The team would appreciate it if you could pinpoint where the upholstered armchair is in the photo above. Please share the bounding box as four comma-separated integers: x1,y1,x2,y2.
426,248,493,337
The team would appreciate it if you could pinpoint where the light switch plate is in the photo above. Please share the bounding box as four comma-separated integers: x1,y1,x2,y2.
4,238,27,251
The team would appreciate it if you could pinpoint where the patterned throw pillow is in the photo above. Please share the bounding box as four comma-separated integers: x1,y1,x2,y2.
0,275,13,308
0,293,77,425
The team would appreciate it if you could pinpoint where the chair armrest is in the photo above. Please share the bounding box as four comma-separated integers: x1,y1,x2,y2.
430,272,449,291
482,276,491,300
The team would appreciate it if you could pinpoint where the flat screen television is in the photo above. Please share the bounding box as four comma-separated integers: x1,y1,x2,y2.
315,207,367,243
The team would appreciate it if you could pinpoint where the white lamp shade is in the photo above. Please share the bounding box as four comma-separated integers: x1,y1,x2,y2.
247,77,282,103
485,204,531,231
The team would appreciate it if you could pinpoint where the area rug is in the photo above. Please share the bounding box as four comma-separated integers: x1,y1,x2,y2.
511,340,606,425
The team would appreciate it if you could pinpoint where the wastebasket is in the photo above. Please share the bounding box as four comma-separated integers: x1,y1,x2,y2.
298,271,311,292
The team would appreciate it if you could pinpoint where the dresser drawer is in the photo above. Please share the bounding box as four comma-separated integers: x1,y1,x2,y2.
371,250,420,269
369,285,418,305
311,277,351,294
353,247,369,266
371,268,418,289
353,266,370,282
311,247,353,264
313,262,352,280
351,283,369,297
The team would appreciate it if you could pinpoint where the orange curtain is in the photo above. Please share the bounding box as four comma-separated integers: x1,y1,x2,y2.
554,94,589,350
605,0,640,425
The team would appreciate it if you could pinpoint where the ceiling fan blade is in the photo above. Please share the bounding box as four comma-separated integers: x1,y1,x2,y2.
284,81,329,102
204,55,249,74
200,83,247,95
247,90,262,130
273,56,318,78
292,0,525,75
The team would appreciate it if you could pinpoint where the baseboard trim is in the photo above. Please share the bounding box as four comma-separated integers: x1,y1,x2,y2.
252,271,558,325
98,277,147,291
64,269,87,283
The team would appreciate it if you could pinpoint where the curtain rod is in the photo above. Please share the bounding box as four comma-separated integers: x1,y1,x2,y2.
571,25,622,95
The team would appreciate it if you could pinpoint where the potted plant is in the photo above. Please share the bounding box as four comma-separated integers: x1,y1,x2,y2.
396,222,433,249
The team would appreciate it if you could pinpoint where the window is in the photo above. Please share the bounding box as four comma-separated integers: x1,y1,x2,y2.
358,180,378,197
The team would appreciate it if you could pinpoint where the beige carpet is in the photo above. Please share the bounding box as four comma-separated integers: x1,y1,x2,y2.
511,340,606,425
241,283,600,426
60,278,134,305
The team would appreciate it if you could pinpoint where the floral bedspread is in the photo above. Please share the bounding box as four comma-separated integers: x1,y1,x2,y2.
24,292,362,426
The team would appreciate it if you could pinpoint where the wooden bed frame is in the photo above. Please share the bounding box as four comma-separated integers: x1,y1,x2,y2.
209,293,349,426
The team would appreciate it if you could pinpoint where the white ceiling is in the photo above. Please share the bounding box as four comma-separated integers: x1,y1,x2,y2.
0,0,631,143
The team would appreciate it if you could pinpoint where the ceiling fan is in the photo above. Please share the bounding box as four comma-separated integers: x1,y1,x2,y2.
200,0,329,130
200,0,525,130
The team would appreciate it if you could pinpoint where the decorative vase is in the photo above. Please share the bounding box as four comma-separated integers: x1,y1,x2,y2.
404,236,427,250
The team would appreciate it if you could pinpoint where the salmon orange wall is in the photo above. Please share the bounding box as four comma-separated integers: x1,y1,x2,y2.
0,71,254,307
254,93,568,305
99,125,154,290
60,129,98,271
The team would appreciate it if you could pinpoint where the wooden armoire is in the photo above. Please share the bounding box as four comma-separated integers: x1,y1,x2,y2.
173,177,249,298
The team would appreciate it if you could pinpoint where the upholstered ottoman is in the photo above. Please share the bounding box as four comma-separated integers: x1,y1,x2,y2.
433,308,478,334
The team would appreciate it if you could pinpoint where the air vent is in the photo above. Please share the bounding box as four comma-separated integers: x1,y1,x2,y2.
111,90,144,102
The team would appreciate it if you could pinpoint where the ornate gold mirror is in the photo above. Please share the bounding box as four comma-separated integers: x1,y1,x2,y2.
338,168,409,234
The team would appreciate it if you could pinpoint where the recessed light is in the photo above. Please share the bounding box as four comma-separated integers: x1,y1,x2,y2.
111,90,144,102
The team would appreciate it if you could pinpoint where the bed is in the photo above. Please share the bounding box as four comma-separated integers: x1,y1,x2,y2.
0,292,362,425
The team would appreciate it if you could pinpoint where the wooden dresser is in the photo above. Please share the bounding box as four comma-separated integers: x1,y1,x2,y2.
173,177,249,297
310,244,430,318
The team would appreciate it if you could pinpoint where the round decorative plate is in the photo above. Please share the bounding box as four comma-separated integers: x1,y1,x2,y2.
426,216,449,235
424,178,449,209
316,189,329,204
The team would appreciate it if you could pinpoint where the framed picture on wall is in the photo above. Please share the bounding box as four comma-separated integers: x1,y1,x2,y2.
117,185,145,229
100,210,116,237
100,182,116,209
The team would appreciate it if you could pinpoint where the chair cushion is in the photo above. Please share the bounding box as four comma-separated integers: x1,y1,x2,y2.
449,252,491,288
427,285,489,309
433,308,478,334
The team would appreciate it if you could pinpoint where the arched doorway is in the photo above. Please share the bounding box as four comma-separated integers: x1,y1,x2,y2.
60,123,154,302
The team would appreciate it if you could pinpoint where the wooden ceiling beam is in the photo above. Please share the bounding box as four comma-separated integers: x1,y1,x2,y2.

_____

▸ **Written request**
Copy all of the records above verbatim, line for line.

▸ **Task result**
The team would appreciate it if you could pinpoint where the upholstered armchair is in the photo above. Please share the bounding box as four comma-separated integers: x1,y1,x2,y2.
426,248,493,337
The team would appreciate it if you could pinpoint where the light switch plate is in the photo above. Please share the bounding box as four comma-separated integers: x1,y1,x2,y2.
4,238,27,251
The team would appreciate it if you could pinpoint where the patterned throw pillow is in the photo above. Please share the bounding box as four comma-separated integers: x1,y1,x2,y2.
0,275,13,308
0,293,77,425
The team would appreciate it if you could pinpoint where the chair armrest is in the photo above. Please share the bounding box as four comma-separated integers: x1,y1,x2,y2.
430,272,449,291
482,276,491,300
The team would appreciate it if you could pinpoint where the flat screen television is in the photo above. Please share the bounding box as four comma-separated integers: x1,y1,x2,y2.
315,207,367,243
The team would appreciate it if you could pinpoint where the white lamp shade is in the photo above. Please share the bounding box as four comma-separated integers: x1,y1,x2,y2.
247,77,282,103
485,204,531,231
The team would appreciate it if you could pinpoint where the area rug is in the photo above. Please share the bounding box as four comma-separated integers: x1,y1,x2,y2.
511,340,606,425
The team would appreciate it if you could pinpoint where the wastebasket is in the photo above. Please share the bounding box as four comma-separated integers: x1,y1,x2,y2.
298,271,311,292
The team would appreciate it if you could pinpoint where the dresser drawer is in the photo above. Please share the bounding box as four comma-separated integers: x1,y1,x2,y2.
371,250,420,269
369,285,418,305
311,277,351,294
353,247,369,266
371,268,418,289
353,266,370,282
311,247,353,264
313,262,352,280
351,283,369,297
The team would appreciate it if you could pinpoint where the orange curtain is in the photo above. Please share the bounding box as four comma-separated integers: x1,y1,x2,y2.
554,94,589,350
605,0,640,425
The team would appreciate it if you could pinpoint where the ceiling fan blade is in the photo above. Please share the bounding box as four comma-separated integers: x1,y1,x2,y2.
284,81,329,102
204,55,249,74
200,83,247,95
247,90,262,130
273,56,318,78
292,0,525,75
The team would appreciate it if you could pinpoint where the baseboard trim is in the photo above. Please share the bounding box as four comma-separated integers: x1,y1,x2,y2.
252,271,558,325
98,277,147,291
64,269,87,283
The team would appreciate it if you could pinpoint where the curtain rod is in the photo above. Please share the bounding box as four comma-separated integers: x1,y1,x2,y2.
571,25,622,95
The team would appreciate it if you could pinpoint where the potted plant is in the photo above. Please share the bounding box as four comma-separated integers: x1,y1,x2,y2.
396,222,433,249
The team would appreciate it if you could pinpoint where the window is in the photo above. Please share the bounding box as four comma-separated integers: x1,y1,x2,y2.
358,180,378,197
The team would appreciate it if you could pinpoint where the beige carpet is in the photo above. Please share the bounding box as four comma-separated integers: x1,y1,x2,y2.
511,340,606,425
241,283,600,426
60,278,134,305
The team would appreciate it if you could pinpoint where the floral bedspread is in the photo above. Please share the bounding box as four comma-separated integers: x1,y1,x2,y2.
24,292,362,426
The team would appreciate it if you could pinpoint where the wooden bed frame is in the photo above. Please share the bounding box as four comma-separated integers: x1,y1,x2,y2.
209,293,349,426
The team would appreciate it if you could pinpoint where the white ceiling is in the photo above. Please share the bounding box as four comma-separated integers: x1,y1,x2,y2.
0,0,631,143
The team would appreciate it if you could pinpoint where the ceiling fan is in the photo above. Please share the bounding box as four comma-separated integers: x1,y1,x2,y2.
200,0,329,130
200,0,525,130
The team would appreciate it if you could pinpoint where the decorative vase is in the photo above. Please share the bounding box as four comma-separated integers: x1,y1,x2,y2.
404,236,427,250
The team would appreciate it if you could pinpoint where the salmon orange wall is in the photo above. Please share the bounding box as four comma-separated integers: x1,y1,x2,y2.
0,71,254,307
254,93,568,305
99,125,154,290
60,129,98,271
The team would appreciate it if you could pinpoint where the wooden armoire is in the photo above. Please share the bounding box as four comma-separated integers: x1,y1,x2,y2.
173,177,249,298
The team would appreciate it if you could pinpoint where the upholstered ottoman is in the photo above. Please share the bounding box as four comma-separated integers: x1,y1,x2,y2.
433,308,478,334
The team would appreciate it if you could pinpoint where the air vent is in the photo above. Please share the bounding box as four comma-separated integers: x1,y1,x2,y2.
111,90,144,102
The team would appreciate it if you could pinpoint where the ornate gold mirror is in the photo above. Please share the bounding box as four comma-separated integers: x1,y1,x2,y2.
338,168,409,234
The team would appreciate it if you could pinpoint where the recessed light is in the photo above. Please share the bounding box as four comma-separated integers: x1,y1,x2,y2.
111,90,144,102
The team would appreciate it if you could pinpoint where the bed is in the photo above. Please share the bounding box as four comma-separated integers: x1,y1,x2,y2.
0,292,362,425
The team would appreciate it if you could pinpoint where the wooden dresser is in the photo above. Please share the bounding box as four comma-separated integers: x1,y1,x2,y2.
173,177,249,297
310,244,430,318
The team would appreciate it if you could pinpoint where the round decorative plate is in the photo above. Please share the bounding box as four comma-separated integers: x1,y1,x2,y2.
426,216,449,235
424,178,449,209
316,189,329,204
The team would appreciate it if you could pinpoint where the framed picture on wall is in the photo above. Please share the bounding box as four comma-separated integers: x1,y1,x2,y2.
117,185,145,229
100,210,116,237
100,182,116,209
The team would appreciate it if you could pinpoint where the chair cushion is in the photo above. Please share the bounding box as four comma-separated integers: x1,y1,x2,y2.
449,252,491,288
427,285,489,309
433,308,478,334
The team would appreciate it if you could pinpoint where the arched doorway is in the photo above. Please share the bounding box as four comma-separated integers: x1,y1,x2,y2.
60,123,154,302
The team would appreciate it if you could pinpoint where the wooden ceiling beam is in the photo above. Please share the bounding box as four comma-separated integers: x1,y1,x2,y2.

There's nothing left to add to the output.